··· EXCERPT TO READ
And what do you think? Whilst tapping in my wants details I came across a piece about my old bookshop in Whitehaven. Surprised I was - certainly and flattered definitely. Thank you Anna Lucia. Sadly only 100% of what you said, is true. Just joking.
It is a fact that the old bookshop in many large, even Cathedral Towns is a dying institution. Towns are redeveloped, rents become too high and the High Streets are filled with a raft of cloned branches of Spec Savers, Holiday Tour Operators and Mobile Phone Companies. Who says Talk is cheap?
Like multi channel TV, reading habits are changing. 50 years ago, when I was a boy I saved up my five shillings a week pocket money for many weeks to buy a set of Chamber’s Encyclopaedias costing just £4.00 When I finally got to the old bookshop with a bag of small change, it had been sold. Now Encyclopaedias s are dead in the water, with new style so-called minimalist homes ( for that read - too small) all the information you could possibly need, is at your finger tips on a small plastic disc, or taken off the web.
When all the lights go out and our electronic gismos fail. When Libraries have thrown out all their books onto skips at the behest of the accountants who now run our Area Authorities, we will need bookshops again. Now the public buys its books from grocers in pile ‘em high sell ‘em cheap supermarkets. When most of the staff who work in them are not legally old enough to operate a bacon-slicer, let alone answer questions - we are all in trouble. The family butchers – a dozen in every town - have all but gone. So too has the Ironmongers with its myriad of labelled wooden drawers and brass beam balance scales. Even the corner shop Family Grocer, who had a boy to deliver your weekly order on his bike. A shopkeeper who could bone and roll bacon, add up a list of groceries in his head and tell the difference between a Santa Clara Prune and a Vostizza Currant and give you a week’s credit, too. Gone! Time became our God and in the rush save it, and to find somewhere to park our cars too, we all began to shop all in one big place, doing all the work ourselves, running around like loons trying to get the better of a trolley with an attitude, whilst humming ‘Three wheels on my wagon’, and wondering why of all the ones you could have used, you had to pick this one. We just kept on `convenience shopping’ and left the specialists to their own fate.
······
STATED GOAL A —
In the piece about old bookshops, translate this sentence into Spanish: "It is a fact that the old bookshop in many large, even Cathedral Towns is a dying institution."
··· STORED ROWS
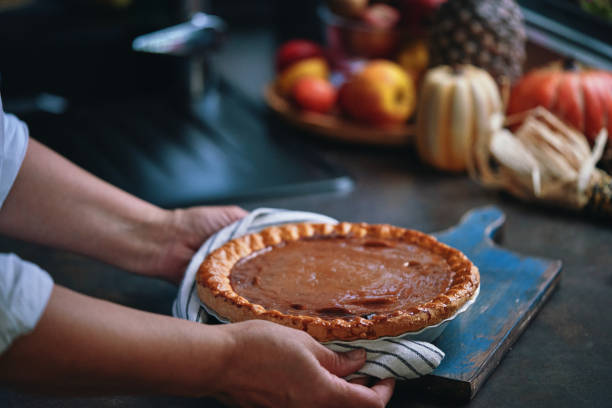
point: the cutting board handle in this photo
(475, 229)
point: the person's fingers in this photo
(358, 396)
(342, 364)
(384, 389)
(360, 380)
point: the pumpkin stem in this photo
(570, 64)
(457, 69)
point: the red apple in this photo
(381, 16)
(296, 50)
(381, 94)
(314, 94)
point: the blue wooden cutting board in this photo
(513, 288)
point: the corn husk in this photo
(543, 160)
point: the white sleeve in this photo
(24, 287)
(13, 146)
(24, 292)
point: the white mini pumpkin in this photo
(456, 105)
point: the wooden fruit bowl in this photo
(336, 127)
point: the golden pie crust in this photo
(216, 292)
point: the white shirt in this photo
(24, 287)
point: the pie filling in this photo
(341, 277)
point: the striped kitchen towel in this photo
(386, 357)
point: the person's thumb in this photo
(343, 364)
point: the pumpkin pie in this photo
(338, 282)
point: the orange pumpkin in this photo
(582, 98)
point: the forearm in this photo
(88, 346)
(54, 202)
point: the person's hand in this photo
(181, 234)
(275, 366)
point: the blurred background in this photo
(178, 116)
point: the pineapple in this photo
(487, 33)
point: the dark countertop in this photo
(562, 359)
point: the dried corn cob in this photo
(543, 160)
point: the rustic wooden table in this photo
(561, 360)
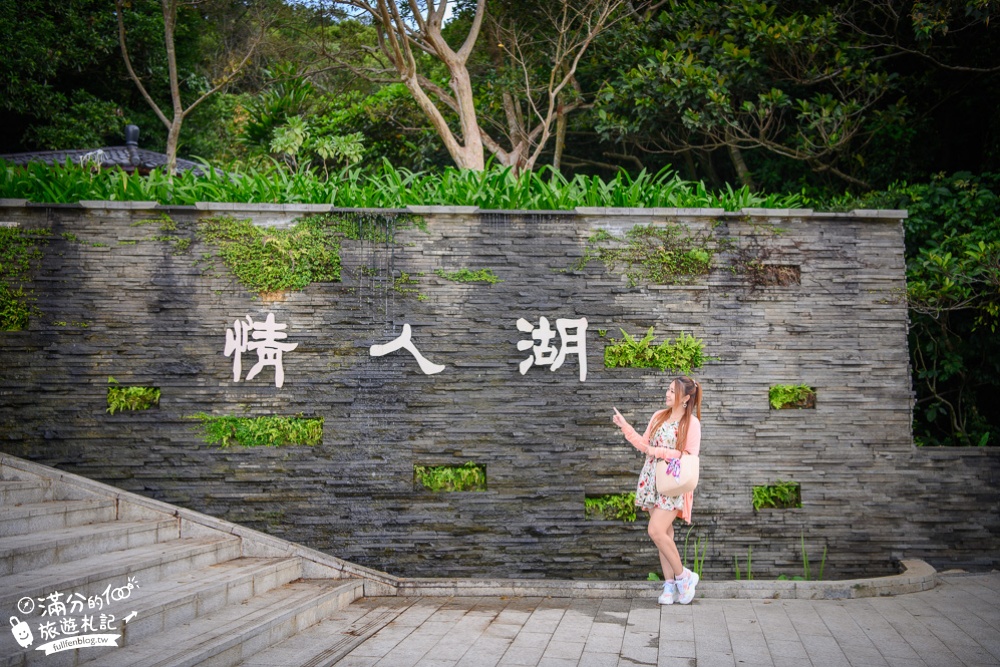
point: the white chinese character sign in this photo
(572, 340)
(404, 342)
(265, 336)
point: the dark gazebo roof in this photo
(129, 157)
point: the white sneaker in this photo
(685, 586)
(669, 593)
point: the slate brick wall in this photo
(116, 302)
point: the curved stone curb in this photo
(916, 576)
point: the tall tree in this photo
(413, 44)
(785, 78)
(234, 52)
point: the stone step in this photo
(329, 641)
(55, 514)
(146, 564)
(20, 553)
(165, 604)
(18, 492)
(230, 635)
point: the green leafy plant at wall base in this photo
(780, 495)
(19, 251)
(469, 476)
(131, 398)
(612, 507)
(656, 255)
(266, 431)
(683, 355)
(783, 396)
(469, 276)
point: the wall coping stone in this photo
(891, 214)
(778, 212)
(443, 210)
(119, 205)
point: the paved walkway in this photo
(956, 623)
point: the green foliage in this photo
(787, 78)
(470, 276)
(469, 476)
(266, 431)
(131, 398)
(270, 260)
(684, 355)
(953, 292)
(780, 495)
(749, 566)
(700, 549)
(806, 569)
(382, 187)
(791, 396)
(19, 251)
(659, 255)
(611, 507)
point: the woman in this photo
(672, 432)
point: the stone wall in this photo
(115, 301)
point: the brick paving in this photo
(956, 623)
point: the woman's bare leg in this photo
(661, 531)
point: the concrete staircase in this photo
(203, 591)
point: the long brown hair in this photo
(685, 390)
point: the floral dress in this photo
(646, 496)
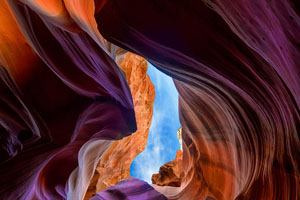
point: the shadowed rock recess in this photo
(69, 115)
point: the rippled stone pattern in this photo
(170, 174)
(116, 160)
(235, 65)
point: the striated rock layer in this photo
(170, 174)
(236, 71)
(116, 160)
(235, 65)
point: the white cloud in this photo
(158, 150)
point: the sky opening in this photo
(162, 140)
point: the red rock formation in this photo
(115, 163)
(170, 174)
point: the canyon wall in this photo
(114, 164)
(235, 66)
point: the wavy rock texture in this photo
(115, 162)
(235, 66)
(170, 174)
(237, 75)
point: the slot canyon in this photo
(77, 101)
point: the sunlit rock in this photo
(115, 163)
(170, 174)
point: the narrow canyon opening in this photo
(162, 143)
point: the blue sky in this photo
(162, 140)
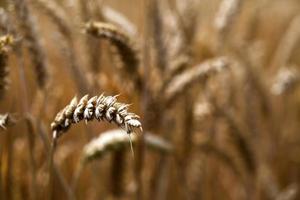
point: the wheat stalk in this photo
(102, 108)
(5, 41)
(31, 36)
(181, 82)
(123, 44)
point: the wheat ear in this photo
(5, 41)
(6, 120)
(28, 27)
(115, 17)
(102, 108)
(286, 79)
(181, 82)
(226, 14)
(60, 19)
(123, 44)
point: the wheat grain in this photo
(285, 80)
(6, 120)
(113, 16)
(102, 108)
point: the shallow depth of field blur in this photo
(216, 83)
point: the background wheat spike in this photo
(124, 45)
(99, 107)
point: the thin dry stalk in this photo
(238, 137)
(178, 85)
(118, 168)
(41, 130)
(93, 47)
(157, 30)
(287, 44)
(122, 42)
(31, 143)
(101, 108)
(5, 41)
(31, 36)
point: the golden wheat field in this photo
(149, 99)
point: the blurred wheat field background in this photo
(149, 99)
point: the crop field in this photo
(149, 99)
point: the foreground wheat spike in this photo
(5, 41)
(31, 37)
(179, 83)
(6, 120)
(123, 44)
(116, 139)
(99, 107)
(285, 80)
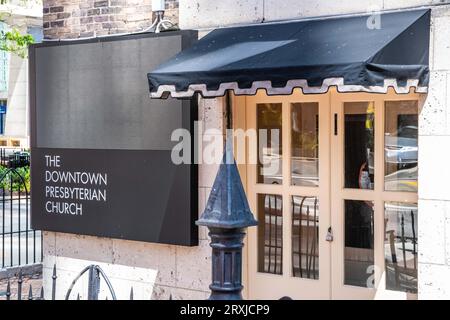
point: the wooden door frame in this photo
(240, 115)
(249, 174)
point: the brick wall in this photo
(69, 19)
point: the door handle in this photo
(329, 236)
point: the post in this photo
(227, 215)
(94, 283)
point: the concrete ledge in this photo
(27, 270)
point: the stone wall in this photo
(69, 19)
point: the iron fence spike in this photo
(8, 290)
(30, 293)
(54, 282)
(19, 286)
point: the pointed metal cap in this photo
(227, 206)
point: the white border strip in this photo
(165, 90)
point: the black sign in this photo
(101, 148)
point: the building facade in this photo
(158, 271)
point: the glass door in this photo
(374, 195)
(288, 185)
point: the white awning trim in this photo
(165, 90)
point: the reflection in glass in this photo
(305, 144)
(270, 233)
(359, 145)
(305, 237)
(269, 143)
(400, 146)
(359, 240)
(400, 246)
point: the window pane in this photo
(359, 145)
(400, 246)
(270, 233)
(359, 238)
(400, 146)
(305, 144)
(269, 143)
(305, 237)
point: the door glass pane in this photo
(305, 237)
(400, 146)
(305, 144)
(269, 143)
(400, 246)
(270, 233)
(359, 239)
(359, 145)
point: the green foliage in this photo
(17, 182)
(15, 42)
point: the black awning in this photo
(351, 53)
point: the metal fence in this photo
(19, 243)
(14, 157)
(95, 274)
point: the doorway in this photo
(334, 188)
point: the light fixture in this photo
(160, 24)
(158, 5)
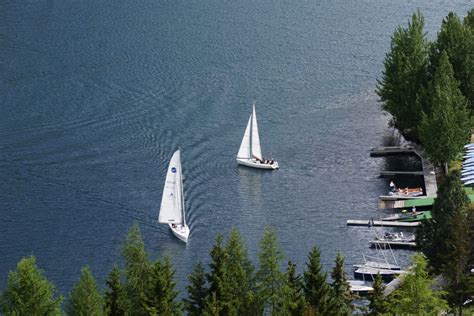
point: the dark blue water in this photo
(97, 95)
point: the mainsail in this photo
(172, 204)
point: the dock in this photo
(357, 222)
(388, 174)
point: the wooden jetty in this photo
(385, 174)
(356, 222)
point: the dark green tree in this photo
(160, 297)
(28, 292)
(319, 294)
(138, 270)
(341, 287)
(434, 237)
(219, 292)
(197, 291)
(377, 304)
(457, 40)
(445, 129)
(239, 278)
(84, 298)
(406, 69)
(295, 304)
(115, 297)
(270, 279)
(415, 296)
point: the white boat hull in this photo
(254, 163)
(180, 231)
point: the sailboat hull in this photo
(253, 163)
(180, 231)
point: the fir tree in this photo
(445, 129)
(406, 68)
(116, 300)
(414, 296)
(160, 298)
(341, 287)
(270, 278)
(319, 294)
(28, 292)
(295, 304)
(84, 298)
(377, 304)
(197, 291)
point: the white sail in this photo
(244, 150)
(172, 205)
(255, 142)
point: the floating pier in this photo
(357, 222)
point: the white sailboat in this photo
(250, 152)
(172, 203)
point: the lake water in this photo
(95, 96)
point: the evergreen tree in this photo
(457, 41)
(84, 298)
(138, 270)
(406, 68)
(414, 295)
(295, 304)
(160, 297)
(196, 301)
(444, 130)
(28, 292)
(219, 292)
(341, 287)
(319, 294)
(435, 236)
(239, 275)
(116, 300)
(270, 278)
(377, 304)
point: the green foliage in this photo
(116, 300)
(84, 298)
(28, 292)
(160, 296)
(270, 279)
(457, 40)
(137, 269)
(406, 68)
(319, 294)
(377, 304)
(294, 304)
(445, 129)
(197, 291)
(434, 236)
(414, 295)
(341, 287)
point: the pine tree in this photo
(196, 301)
(414, 296)
(160, 297)
(116, 300)
(28, 292)
(239, 275)
(341, 287)
(270, 278)
(457, 41)
(84, 298)
(444, 130)
(295, 304)
(377, 304)
(406, 69)
(219, 296)
(434, 237)
(138, 270)
(319, 294)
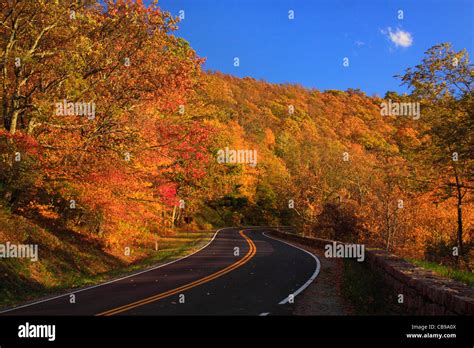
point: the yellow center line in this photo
(252, 251)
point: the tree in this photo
(443, 83)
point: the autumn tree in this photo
(443, 83)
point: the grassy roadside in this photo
(463, 276)
(71, 261)
(367, 292)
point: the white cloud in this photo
(399, 37)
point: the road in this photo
(240, 272)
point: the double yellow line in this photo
(245, 259)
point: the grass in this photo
(367, 292)
(464, 276)
(69, 260)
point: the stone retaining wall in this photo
(424, 293)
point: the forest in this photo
(112, 129)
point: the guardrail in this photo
(424, 292)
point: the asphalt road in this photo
(261, 279)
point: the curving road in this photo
(260, 279)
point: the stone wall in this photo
(424, 293)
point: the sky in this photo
(310, 48)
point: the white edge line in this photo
(115, 280)
(310, 280)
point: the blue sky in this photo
(309, 50)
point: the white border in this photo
(310, 280)
(115, 280)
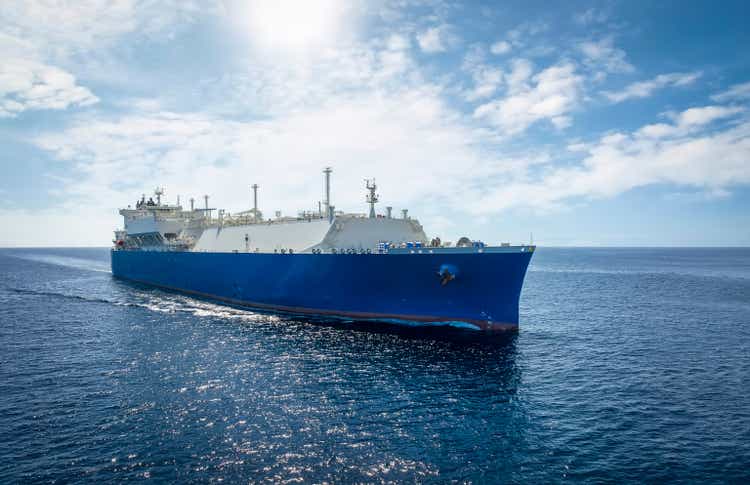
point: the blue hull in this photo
(396, 288)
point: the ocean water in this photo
(631, 365)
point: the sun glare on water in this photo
(294, 25)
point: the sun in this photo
(294, 25)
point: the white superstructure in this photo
(156, 226)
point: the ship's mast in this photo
(255, 202)
(158, 192)
(372, 197)
(327, 189)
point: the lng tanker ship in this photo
(323, 262)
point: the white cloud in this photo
(552, 94)
(681, 154)
(486, 77)
(28, 85)
(603, 57)
(436, 39)
(69, 28)
(590, 16)
(39, 39)
(736, 92)
(643, 89)
(500, 47)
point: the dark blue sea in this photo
(631, 365)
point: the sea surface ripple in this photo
(631, 365)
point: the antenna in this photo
(158, 192)
(327, 188)
(372, 197)
(255, 202)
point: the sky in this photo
(616, 123)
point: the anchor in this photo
(447, 273)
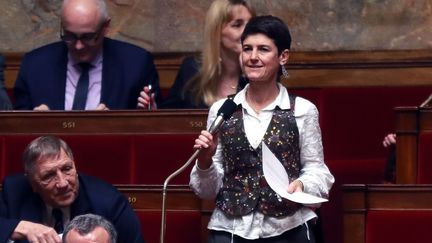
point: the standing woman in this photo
(229, 167)
(199, 83)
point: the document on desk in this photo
(277, 178)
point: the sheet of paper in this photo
(278, 180)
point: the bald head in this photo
(81, 19)
(94, 11)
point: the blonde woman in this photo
(216, 74)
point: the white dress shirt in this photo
(314, 174)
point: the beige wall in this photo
(175, 25)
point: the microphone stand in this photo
(226, 110)
(178, 171)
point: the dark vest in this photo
(244, 187)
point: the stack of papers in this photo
(277, 178)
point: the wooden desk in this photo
(359, 200)
(121, 147)
(103, 122)
(410, 122)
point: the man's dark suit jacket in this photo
(126, 69)
(5, 103)
(19, 202)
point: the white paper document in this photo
(277, 178)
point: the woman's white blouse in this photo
(315, 176)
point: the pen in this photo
(149, 105)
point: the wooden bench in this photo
(387, 213)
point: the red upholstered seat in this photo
(182, 226)
(160, 155)
(12, 153)
(424, 168)
(109, 157)
(398, 226)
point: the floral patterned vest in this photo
(244, 187)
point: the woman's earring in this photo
(284, 72)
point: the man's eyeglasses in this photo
(86, 38)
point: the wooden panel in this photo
(106, 122)
(313, 69)
(410, 122)
(380, 197)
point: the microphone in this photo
(223, 114)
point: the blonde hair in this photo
(204, 85)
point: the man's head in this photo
(89, 228)
(84, 23)
(50, 169)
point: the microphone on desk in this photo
(223, 114)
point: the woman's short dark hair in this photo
(270, 26)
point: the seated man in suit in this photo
(5, 103)
(35, 206)
(86, 70)
(89, 228)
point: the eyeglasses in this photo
(86, 38)
(52, 177)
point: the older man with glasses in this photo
······
STATED GOAL B —
Print the lines of the entries from the line with "point: the microphone on desk in this photo" through the final line of the entries, including both.

EXERCISE ANSWER A —
Es un hecho que la vieja librería en muchas ciudades grandes, incluso en ciudades catedralicias, es una institución moribunda.

EXERCISE ANSWER B —
point: the microphone on desk in this photo
(223, 114)
point: the woman's short dark hair in this photo
(270, 26)
point: the seated man in suit in this photo
(5, 103)
(35, 206)
(86, 70)
(89, 228)
point: the eyeglasses in this photo
(86, 38)
(52, 177)
point: the older man with glasses in this photo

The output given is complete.